Begin Given text

2. The system of claim 1, wherein the cache manager is further
configured to purge at least a portion of the cache data associated with
the tracked data transfers from the cache memory.
3. The system of claim 1, wherein the cache manager is further
configured to purge at least a portion of cache metadata stored in the
cache memory, the purged portion of the cache metadata being
associated with the one or more of the cached regions of the storage
cluster receiving the tracked data transfers.
4. The system of claim 1, wherein the at least one controller is
configured to generate a data structure associated with the tracked data

transfers, and further configured to send the data structure to the cache
manager when the first node is rebooted.
5. The system of claim 4, wherein the cache manager is configured
to purge a first portion of cache data and retain a second portion of
cache data based upon the data structure.
6. The system of claim 5, wherein the cache manager is configured
to purge at least a portion of cache metadata stored in the cache
memory based upon the data structure, the purged portion of the cache
metadata being associated with the one or more of the cached regions of
the storage cluster receiving the tracked data transfers.

7. A storage system, comprising:
a storage cluster including a plurality of storage devices;
a plurality of nodes in communication with the storage cluster;
a cache memory for a first node of the plurality of nodes, the
cache memory including cache data associated with data transferred
between the first node and regions of a storage cluster, at least one
node of the plurality of nodes including at least one controller
configured to track data transfers between the at least one node and
one or more of the cached regions of the storage cluster when the first
node is disabled; and
a cache manager in communication with the cache memory, the
cache manager configured to receive information associated with the
tracked data transfers, and further configured to retain at least a
portion of the cache data based upon the tracked data transfers when
the first node is rebooted.
8. The storage system of claim 7, wherein the cache manager is
further configured to purge at least a portion of the cache data
associated with the tracked data transfers from the cache memory.
9. The storage system of claim 7, wherein the cache manager is
further configured to purge at least a portion of cache metadata stored
in the cache memory, the purged portion of the cache metadata being
associated with the one or more of the cached regions of the storage
cluster receiving the tracked data transfers.
10. The storage system of claim 7, wherein each node of the plurality
of nodes includes at least one controller configured to track data
transfers from the respective node to the one or more of the cached
regions of the storage cluster when the first node is disabled.

End Given text
Begin Records supplied

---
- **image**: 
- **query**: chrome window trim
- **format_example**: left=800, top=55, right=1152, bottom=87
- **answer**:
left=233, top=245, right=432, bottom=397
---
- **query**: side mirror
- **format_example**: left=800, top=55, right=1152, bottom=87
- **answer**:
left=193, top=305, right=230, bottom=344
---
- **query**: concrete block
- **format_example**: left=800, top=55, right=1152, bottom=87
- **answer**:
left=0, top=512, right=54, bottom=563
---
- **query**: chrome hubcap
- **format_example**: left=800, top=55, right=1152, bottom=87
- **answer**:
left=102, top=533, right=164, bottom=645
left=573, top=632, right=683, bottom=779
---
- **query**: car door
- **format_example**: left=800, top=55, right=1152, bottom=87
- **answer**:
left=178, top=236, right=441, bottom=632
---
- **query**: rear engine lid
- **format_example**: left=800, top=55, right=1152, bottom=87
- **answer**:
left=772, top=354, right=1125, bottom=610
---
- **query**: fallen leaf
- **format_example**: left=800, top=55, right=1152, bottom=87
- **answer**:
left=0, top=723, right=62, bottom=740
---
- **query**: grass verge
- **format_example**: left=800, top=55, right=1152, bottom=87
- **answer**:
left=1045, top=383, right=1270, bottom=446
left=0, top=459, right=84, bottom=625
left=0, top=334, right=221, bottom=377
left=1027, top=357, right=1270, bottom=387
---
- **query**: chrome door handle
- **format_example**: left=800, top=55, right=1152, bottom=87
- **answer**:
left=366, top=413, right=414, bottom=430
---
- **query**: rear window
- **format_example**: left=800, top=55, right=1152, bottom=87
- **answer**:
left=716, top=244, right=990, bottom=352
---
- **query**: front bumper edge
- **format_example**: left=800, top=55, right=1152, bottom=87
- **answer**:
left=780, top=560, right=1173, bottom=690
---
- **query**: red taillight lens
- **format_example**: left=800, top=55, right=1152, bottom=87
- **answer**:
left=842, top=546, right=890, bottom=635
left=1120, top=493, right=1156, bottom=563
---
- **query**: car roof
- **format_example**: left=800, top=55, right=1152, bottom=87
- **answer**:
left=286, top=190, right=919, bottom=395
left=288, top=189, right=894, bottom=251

End Records supplied

- Complete the following
a) Answer these from the patent claims text, one line each:
(i) Under claim 4, when does the controller send the data structure to the cache manager?
(ii) Under claim 7, what does the storage cluster include?
(iii) Under claim 5, what does the cache manager do with cache data based upon the data structure?
b) Resume the patent claims text after claim 10, writing the next claims in the same form and wording.

- Results in order
a)
(i) When the first node is rebooted.
(ii) A plurality of storage devices.
(iii) It purges a first portion of cache data and retains a second portion.

b)
11. The storage system of claim 10, wherein the at least one
controller of each node is configured to generate at least a portion of a
data structure associated with the tracked data transfers, wherein the
cache manager is configured to receive the data structure generated by
the plurality of nodes when the first node is rebooted.
12. The storage system of claim 11, wherein the cache manager is
configured to purge a first portion of cache data and retain a second
portion of cache data based upon the data structure.
13. The storage system of claim 11, wherein the cache manager is
configured to purge at least a portion of cache metadata stored in the
cache memory based upon the data structure, the purged portion of the
cache metadata being associated with the one or more of the cached
regions of the storage cluster receiving the tracked data transfers.

14. A method of managing READ cache memory, comprising:
storing cache data associated with data transferred between a
first node of a plurality of nodes and regions of a storage cluster;
tracking data transfers between one or more nodes of the
plurality of nodes and one or more of the cached regions of the storage
cluster when the first node is disabled; and
retaining at least a portion of the cache data based upon the
tracked data transfers when the first node is rebooted.
15. The method of claim 14, further comprising:
purging at least a portion of the cache data associated with the
tracked data transfers.
16. The method of claim 14, further comprising:
invalidating at least a portion of cache metadata associated with
the one or more of the cached regions of the storage cluster receiving
the tracked data transfers.
17. The method of claim 14, further comprising:
generating a data structure associated with the tracked data
transfers from the one or more nodes of the plurality of nodes to the one
or more of the cached regions of the storage cluster.
18. The method of claim 17, further comprising:
sending the data structure from the one or more nodes of the
plurality of nodes to the first node when the first node is rebooted.
19. The method of claim 17, further comprising:
purging a first portion of cache data based upon the data
structure; and
retaining a second portion of cache data based upon the data
structure.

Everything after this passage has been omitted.